## Tasks to perform
(1) From the image captioning tutorial, extract the passage that begins at the words "Image captioning - the" and stops after the words "perfect for beginners.".
(2) Answer these questions using the image captioning tutorial, one answer per line:
(a) Which interactive tool does the tutorial use?
(b) Which version manager does the tutorial recommend for installing Elixir?
(c) Which version of Elixir is used for the tutorial?
(3) Carry on writing the image captioning tutorial from the point where it ends.

## Passage to read
--- BEGIN ---

Getting Started

Image captioning - the process of generating textual descriptions from images - is the first building block in our semantic image search journey. While this task combines complex computer vision and natural language processing, we can make it surprisingly accessible.

In this tutorial, we’ll use Livebook, an interactive Elixir-based tool similar to Jupyter Notebooks but with a focus on simplicity. If you’re familiar with Jupyter, you’ll feel right at home. If not, don’t worry – Livebook’s intuitive interface makes it perfect for beginners.

The best part? We’ll generate image captions right on our own machines, without writing any code or relying on external services. No fancy GPU required – your regular computer will do just fine.

Prerequisites

Before we dive in, you’ll need to install two key components: Elixir and Livebook.

Elixir

Elixir is compatible with all major operating systems. For installation instructions specific to your OS, visit the official Elixir website. While there are several installation methods available, I recommend using the asdf version manager for its flexibility. For this tutorial, I’ll be using Elixir 1.17.2.

Note: If you plan to run Livebook in a Docker container, you can skip this step.

--- END ---

Rows from a pointing dataset
--- BEGIN ---

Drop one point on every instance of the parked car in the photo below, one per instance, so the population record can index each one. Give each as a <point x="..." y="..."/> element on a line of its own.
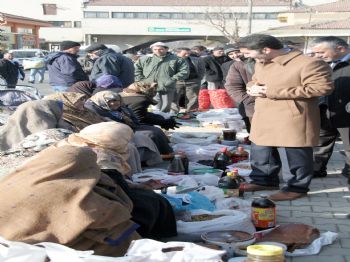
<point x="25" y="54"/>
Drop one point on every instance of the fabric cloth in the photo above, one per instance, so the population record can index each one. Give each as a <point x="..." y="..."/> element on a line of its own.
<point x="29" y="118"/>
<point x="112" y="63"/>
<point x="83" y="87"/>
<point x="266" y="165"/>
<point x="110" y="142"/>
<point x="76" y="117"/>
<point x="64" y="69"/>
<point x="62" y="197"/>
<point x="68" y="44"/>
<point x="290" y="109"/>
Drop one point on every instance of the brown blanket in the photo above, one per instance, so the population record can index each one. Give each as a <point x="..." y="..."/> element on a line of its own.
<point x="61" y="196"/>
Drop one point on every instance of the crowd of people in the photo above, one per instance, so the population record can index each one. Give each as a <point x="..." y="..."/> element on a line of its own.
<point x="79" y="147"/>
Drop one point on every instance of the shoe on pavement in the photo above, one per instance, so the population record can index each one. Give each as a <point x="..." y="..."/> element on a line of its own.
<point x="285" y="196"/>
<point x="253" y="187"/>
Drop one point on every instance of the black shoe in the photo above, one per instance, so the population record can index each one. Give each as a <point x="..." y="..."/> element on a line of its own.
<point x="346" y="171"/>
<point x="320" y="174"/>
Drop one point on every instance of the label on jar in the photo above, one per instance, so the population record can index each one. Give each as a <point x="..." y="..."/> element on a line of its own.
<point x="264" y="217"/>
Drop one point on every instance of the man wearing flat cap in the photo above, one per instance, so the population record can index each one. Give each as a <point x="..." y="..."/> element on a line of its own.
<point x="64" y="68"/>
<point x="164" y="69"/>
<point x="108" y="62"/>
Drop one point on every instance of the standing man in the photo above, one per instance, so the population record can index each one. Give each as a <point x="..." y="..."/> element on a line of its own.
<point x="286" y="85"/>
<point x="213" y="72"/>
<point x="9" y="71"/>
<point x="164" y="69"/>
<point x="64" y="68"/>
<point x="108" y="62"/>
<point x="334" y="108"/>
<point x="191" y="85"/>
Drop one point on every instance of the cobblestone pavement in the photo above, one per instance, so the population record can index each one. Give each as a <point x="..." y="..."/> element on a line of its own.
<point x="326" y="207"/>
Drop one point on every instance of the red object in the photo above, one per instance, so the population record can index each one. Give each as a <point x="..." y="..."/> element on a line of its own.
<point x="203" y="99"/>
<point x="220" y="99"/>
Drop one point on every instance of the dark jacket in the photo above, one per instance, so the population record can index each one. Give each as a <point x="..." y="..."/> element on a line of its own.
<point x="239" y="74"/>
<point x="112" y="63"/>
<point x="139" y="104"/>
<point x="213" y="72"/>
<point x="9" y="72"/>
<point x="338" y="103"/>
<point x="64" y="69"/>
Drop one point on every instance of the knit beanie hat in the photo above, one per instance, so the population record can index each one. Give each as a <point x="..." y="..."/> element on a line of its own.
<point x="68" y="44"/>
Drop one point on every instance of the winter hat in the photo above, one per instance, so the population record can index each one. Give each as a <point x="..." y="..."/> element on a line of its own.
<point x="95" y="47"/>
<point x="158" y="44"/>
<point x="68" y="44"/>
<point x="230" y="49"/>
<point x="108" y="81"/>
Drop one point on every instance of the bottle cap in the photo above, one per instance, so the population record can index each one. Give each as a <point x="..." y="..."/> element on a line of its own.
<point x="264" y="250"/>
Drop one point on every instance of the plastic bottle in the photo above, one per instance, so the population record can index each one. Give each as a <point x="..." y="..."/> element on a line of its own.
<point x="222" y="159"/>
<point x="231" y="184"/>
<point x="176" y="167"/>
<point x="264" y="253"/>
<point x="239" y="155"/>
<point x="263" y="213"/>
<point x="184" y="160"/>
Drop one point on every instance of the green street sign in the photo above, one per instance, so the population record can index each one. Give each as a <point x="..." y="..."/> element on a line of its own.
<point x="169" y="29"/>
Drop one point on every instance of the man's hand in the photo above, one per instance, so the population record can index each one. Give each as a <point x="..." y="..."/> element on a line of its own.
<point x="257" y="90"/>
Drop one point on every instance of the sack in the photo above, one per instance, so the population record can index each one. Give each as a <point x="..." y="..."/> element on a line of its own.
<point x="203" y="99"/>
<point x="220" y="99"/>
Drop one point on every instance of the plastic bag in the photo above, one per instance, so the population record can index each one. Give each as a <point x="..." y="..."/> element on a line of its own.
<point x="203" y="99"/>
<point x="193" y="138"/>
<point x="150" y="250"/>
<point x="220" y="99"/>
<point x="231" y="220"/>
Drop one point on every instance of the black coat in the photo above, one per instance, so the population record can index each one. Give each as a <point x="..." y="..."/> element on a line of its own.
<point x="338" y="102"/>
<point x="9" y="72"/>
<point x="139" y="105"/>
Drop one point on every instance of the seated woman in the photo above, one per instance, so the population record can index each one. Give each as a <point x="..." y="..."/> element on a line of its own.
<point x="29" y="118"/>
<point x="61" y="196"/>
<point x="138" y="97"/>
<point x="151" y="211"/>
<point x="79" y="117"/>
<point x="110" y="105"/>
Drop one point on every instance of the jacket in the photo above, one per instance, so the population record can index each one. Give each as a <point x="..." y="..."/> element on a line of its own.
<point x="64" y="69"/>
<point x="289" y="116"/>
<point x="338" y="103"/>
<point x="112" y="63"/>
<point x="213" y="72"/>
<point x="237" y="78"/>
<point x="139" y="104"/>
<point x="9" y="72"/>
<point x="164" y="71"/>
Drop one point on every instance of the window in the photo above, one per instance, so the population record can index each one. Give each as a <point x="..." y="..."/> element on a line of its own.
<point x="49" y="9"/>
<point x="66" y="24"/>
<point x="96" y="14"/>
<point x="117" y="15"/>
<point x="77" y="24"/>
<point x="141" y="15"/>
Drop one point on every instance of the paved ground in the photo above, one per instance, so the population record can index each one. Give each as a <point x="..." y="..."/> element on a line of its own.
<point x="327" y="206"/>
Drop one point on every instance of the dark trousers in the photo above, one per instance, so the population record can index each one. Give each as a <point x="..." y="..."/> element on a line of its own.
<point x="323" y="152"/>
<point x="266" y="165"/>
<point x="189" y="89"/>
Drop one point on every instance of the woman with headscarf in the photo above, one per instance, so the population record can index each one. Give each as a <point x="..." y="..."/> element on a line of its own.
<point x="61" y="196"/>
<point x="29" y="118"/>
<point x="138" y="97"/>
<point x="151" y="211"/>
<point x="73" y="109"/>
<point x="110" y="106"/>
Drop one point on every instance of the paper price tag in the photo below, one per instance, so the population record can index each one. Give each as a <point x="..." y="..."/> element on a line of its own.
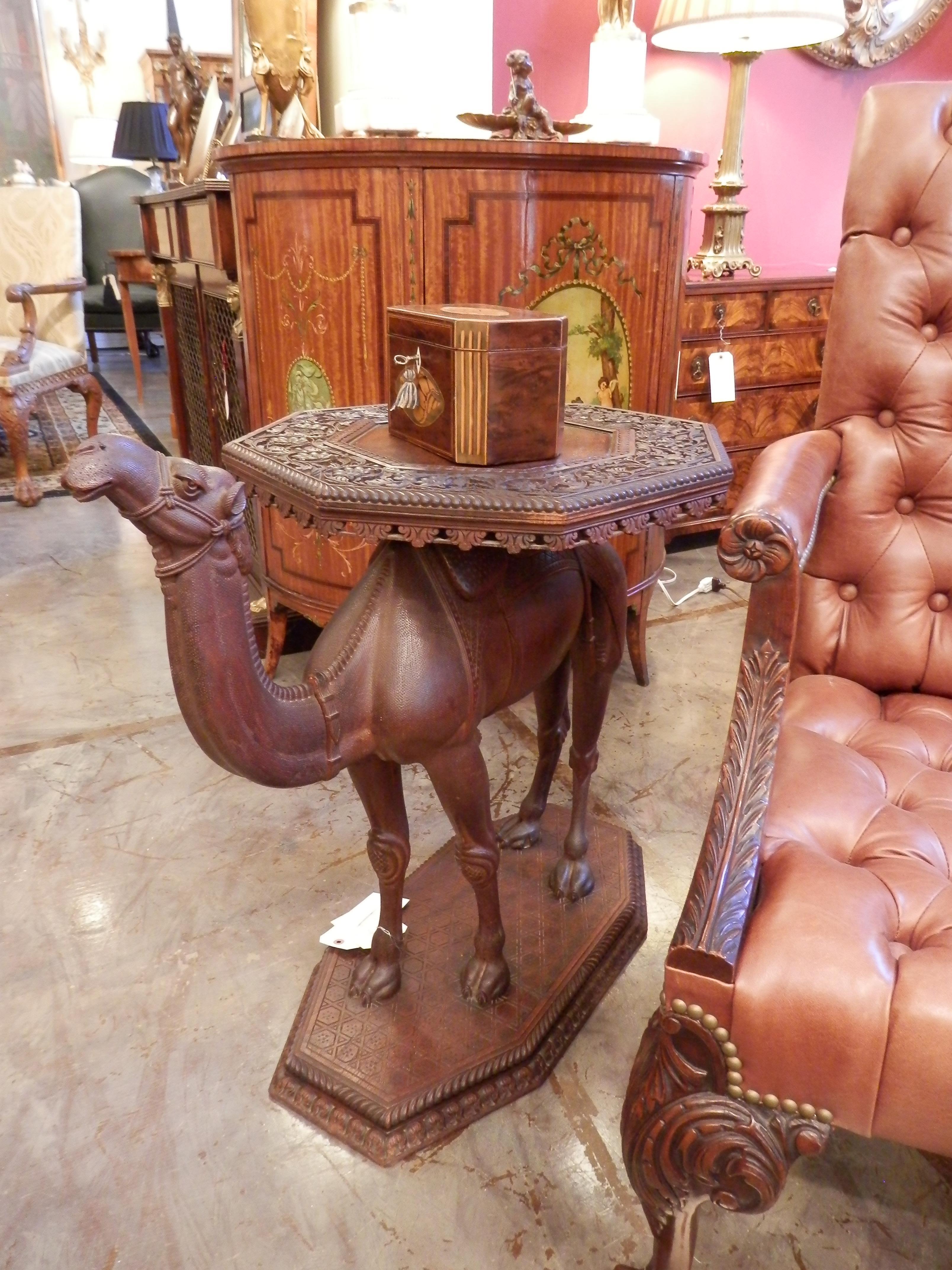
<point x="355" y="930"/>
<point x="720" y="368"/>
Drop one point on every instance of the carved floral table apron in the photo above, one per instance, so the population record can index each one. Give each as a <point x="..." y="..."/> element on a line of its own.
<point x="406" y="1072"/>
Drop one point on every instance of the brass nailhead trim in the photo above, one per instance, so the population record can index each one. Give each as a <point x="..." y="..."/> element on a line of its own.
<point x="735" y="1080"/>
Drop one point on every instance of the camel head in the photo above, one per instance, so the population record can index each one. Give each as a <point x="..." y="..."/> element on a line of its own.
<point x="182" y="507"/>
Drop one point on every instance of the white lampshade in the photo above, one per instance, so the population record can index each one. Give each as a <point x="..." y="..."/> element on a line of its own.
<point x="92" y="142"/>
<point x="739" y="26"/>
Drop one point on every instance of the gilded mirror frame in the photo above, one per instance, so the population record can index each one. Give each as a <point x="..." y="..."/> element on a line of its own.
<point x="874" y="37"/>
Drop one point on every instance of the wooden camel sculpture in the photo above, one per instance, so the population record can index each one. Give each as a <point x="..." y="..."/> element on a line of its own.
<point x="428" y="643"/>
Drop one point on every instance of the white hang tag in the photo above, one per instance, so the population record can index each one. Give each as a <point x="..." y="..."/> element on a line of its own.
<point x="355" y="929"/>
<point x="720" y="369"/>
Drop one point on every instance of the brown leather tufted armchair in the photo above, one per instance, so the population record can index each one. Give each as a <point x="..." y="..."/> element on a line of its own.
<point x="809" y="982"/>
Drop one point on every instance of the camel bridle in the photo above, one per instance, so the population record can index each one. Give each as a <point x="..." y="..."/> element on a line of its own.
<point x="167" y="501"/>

--- END ---

## Results for each task
(1)
Image captioning - the process of generating textual descriptions from images - is the first building block in our semantic image search journey. While this task combines complex computer vision and natural language processing, we can make it surprisingly accessible.

In this tutorial, we’ll use Livebook, an interactive Elixir-based tool similar to Jupyter Notebooks but with a focus on simplicity. If you’re familiar with Jupyter, you’ll feel right at home. If not, don’t worry – Livebook’s intuitive interface makes it perfect for beginners.

(2)
(a) Livebook
(b) asdf
(c) Elixir 1.17.2

(3)
Livebook

Livebook offers multiple installation options. You can find detailed instructions on the Livebook GitHub repository. In my experience, both the direct installation and Docker methods are straightforward.

Captioning Our First Image

With Elixir and Livebook installed, let’s jump into image captioning!

Step 1: Launch Livebook

Start by firing up a new Livebook server. If you’ve done a direct installation, use this command:

livebook server

You should see a message like this:

[Livebook] Application running at http://localhost:8080/?token=aypg2sijd5fpgv7sjl7zobuui4ijdaje

Open the provided URL in your browser to access Livebook.

Livebook Homepage

Step 2: Create Your Notebook

On the Livebook interface, click “New Notebook”. Give your notebook a meaningful name – I’m calling mine “Image Captioning”. Then, name the first section; I’ve chosen “Demo”. Don’t worry about dependencies or packages for now – we’ll tackle those later.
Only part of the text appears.